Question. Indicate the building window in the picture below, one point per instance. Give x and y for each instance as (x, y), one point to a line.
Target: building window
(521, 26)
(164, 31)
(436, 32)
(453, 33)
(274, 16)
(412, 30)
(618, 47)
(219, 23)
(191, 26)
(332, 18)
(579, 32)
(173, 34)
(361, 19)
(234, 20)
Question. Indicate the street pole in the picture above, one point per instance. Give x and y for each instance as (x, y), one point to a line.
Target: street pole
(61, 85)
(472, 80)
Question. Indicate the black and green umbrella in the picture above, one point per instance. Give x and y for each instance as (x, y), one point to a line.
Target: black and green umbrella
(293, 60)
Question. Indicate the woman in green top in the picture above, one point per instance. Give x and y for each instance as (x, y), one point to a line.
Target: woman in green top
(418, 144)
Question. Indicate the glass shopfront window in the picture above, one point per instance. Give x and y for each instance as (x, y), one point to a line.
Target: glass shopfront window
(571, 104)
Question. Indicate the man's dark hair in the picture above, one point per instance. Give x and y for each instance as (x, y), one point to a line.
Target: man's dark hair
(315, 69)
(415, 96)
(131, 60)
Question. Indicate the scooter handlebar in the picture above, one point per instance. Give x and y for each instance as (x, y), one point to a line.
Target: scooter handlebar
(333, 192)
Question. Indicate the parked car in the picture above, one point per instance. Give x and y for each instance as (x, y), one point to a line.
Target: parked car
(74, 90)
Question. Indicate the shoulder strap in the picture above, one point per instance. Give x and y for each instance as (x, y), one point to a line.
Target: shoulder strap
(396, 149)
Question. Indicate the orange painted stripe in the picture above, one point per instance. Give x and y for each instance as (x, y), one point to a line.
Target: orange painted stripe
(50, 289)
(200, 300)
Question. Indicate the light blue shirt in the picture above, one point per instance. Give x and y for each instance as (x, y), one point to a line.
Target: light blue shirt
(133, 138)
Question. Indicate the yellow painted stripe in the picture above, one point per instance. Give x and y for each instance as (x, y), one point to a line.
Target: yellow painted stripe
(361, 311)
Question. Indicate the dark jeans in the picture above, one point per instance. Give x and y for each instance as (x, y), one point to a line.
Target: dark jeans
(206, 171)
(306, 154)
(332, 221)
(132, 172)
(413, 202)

○ ○ ○ ○ ○

▸ EXERCISE
Write out all of the records word for word.

▸ RESULT OF THIS EXERCISE
Question. Indicate the building window in the picture below, one point per instance. Give x and y for each instance as (x, y), one point to a line.
Target: building window
(521, 26)
(164, 31)
(436, 32)
(453, 33)
(274, 16)
(412, 30)
(618, 47)
(219, 23)
(191, 26)
(332, 18)
(579, 32)
(173, 34)
(361, 19)
(234, 20)
Question. Indicate the street pole in the picture above, one point per instance. Give x and y for each instance as (x, y), one point to a line.
Target: street pole
(61, 85)
(472, 80)
Question. Indicate the black and green umbrella in the picture above, one point per instance. Give x and y for each instance as (x, y), one point to a line.
Target: black and green umbrella
(293, 60)
Question. Indicate the woman in green top in the picture above, one point per instance. Give x and y for each instance as (x, y), one point to a line.
Target: woman in green top
(418, 144)
Question. Indicate the glass shopfront window in the picture above, one point per instance. Give x and y for each instance as (x, y), one point to a line.
Target: glass shopfront window
(571, 104)
Question. Indicate the man's dark hair in the picture above, one point per instance. Give x and y for each instance as (x, y), one point to a line.
Target: man's dark hair
(315, 69)
(415, 96)
(131, 60)
Question. Indicate the scooter handlebar in the picture above, one point per instance. Give x and y for each instance as (x, y), one point to a line.
Target: scooter handlebar
(333, 192)
Question. Indicate the parked car in the picture above, one point per instance. Give x and y for each instance as (x, y), one point to a line.
Target: parked car
(74, 90)
Question. Indicate the shoulder strap in the picture above, one point per instance. Give x and y for each instance as (x, y), one point to a line.
Target: shoulder strap
(396, 149)
Question. Indicate the orange painted stripe in the picture above, one point per instance. Give x and y for each instance as (x, y), one point to a line.
Target: orange painted stripe
(50, 289)
(200, 300)
Question. Indicate the light blue shirt in the picture above, one point per instance. Give x and y for each instance as (x, y), one point to a line.
Target: light blue shirt
(133, 138)
Question. Indicate the yellow painted stripe in the picture above, one point per instance. Give x and y for each instance as (x, y), one point to a line.
Target: yellow painted stripe
(361, 311)
Question. Indicate the dark jeans in the picture above, one point per instance. Give x and y for each instance as (x, y), one point to a line.
Target: dark jeans
(206, 171)
(306, 154)
(332, 221)
(132, 172)
(413, 202)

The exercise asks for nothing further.